[begin Extract to read]

Member of the Ontario Provincial Parliament for Halton North
- In office 1990–1995
- Preceded by: Walt Elliot
- Succeeded by: Ted Chudleigh

Personal details
- Born: December 20, 1948 (age 77) Dublin, Ireland
- Party: New Democrat
- Occupation: Mediator, executive assistant

= Noel Duignan =

Canadian politician

Noel Duignan (born December 20, 1948) is former politician in Ontario, Canada. He was a New Democratic Party member of the Legislative Assembly of Ontario from 1990 to 1995.

==Background==
Before running for office, Duignan was an executive assistant to federal New Democratic Party MPs Derek Blackburn and Lyle Kristiansen. He is a recipient of the Canada Medal.

==Politics==
Duignan was elected to the Ontario legislature in the 1990 provincial election, defeating incumbent Liberal Walt Elliot by 548 votes in the riding of Halton North. The NDP won a majority government and Duignan served as a parliamentary assistant to the Minister of Consumer and Commercial Relations from 1993 to 1995.

[end Extract to read]
[begin Provided information]

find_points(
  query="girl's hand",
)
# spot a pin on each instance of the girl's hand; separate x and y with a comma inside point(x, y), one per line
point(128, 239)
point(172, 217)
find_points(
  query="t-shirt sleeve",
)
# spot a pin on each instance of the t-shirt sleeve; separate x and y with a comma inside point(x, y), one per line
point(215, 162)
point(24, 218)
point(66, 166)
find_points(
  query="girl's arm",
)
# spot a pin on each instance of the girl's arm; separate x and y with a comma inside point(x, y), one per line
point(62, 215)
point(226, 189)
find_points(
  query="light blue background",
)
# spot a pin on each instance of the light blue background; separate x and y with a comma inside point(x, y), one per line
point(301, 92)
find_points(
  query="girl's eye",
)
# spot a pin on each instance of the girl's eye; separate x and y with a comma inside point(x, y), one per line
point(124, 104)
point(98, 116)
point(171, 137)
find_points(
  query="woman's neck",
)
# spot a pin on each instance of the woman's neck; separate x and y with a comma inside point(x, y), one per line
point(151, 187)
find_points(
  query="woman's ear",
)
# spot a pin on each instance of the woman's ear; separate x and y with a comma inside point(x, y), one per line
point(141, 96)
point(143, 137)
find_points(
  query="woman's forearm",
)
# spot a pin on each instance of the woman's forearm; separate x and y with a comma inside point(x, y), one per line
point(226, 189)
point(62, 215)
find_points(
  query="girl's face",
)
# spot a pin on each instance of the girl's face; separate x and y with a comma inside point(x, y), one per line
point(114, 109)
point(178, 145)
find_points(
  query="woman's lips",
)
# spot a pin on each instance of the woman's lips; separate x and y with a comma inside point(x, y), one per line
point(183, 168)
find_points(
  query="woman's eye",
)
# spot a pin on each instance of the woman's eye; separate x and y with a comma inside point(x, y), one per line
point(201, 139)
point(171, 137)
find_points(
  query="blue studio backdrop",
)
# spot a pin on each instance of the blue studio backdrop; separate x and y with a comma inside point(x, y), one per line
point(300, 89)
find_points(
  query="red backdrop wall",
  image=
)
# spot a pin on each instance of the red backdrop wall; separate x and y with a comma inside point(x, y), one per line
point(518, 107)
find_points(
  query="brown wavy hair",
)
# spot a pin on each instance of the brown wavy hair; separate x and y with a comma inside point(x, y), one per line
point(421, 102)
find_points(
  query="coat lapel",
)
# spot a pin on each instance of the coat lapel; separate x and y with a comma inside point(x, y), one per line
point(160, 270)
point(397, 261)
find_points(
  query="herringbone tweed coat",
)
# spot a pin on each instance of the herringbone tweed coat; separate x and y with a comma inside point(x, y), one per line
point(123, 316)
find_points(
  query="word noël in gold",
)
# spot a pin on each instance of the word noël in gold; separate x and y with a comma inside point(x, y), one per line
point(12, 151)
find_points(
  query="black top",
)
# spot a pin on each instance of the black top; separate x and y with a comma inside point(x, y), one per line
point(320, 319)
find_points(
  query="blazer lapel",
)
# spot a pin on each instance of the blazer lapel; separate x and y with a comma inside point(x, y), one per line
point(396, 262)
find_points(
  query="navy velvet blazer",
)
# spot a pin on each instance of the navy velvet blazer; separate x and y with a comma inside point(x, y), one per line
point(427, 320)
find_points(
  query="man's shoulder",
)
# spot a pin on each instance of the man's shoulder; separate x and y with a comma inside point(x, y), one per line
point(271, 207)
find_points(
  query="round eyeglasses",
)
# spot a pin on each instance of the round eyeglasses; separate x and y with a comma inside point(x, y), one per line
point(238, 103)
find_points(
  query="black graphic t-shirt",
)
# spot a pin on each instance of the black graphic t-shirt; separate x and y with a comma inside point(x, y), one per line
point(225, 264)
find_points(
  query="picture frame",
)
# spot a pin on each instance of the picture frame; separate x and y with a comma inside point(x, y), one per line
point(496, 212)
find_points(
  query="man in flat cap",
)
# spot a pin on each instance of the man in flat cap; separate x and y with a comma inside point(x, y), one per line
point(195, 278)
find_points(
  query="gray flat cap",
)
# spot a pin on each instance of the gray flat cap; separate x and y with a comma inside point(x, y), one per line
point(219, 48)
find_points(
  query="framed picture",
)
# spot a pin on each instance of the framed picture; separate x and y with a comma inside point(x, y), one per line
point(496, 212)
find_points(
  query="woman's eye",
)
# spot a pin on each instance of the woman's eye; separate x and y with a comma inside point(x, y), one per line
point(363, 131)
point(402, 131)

[end Provided information]

● **Instructions**
- a) According to the biography of Noel Duignan, by how many votes did he defeat Walt Elliot in the 1990 provincial election?
- b) Retype everything in the Noel Duignan biography from "Canadian politician" down to "the Canada Medal.".
The records have no connection to the biography of Noel Duignan.

● **Solutions to the tasks**
- a) He defeated Walt Elliot by 548 votes.

- b)
Canadian politician

Noel Duignan (born December 20, 1948) is former politician in Ontario, Canada. He was a New Democratic Party member of the Legislative Assembly of Ontario from 1990 to 1995.

==Background==
Before running for office, Duignan was an executive assistant to federal New Democratic Party MPs Derek Blackburn and Lyle Kristiansen. He is a recipient of the Canada Medal.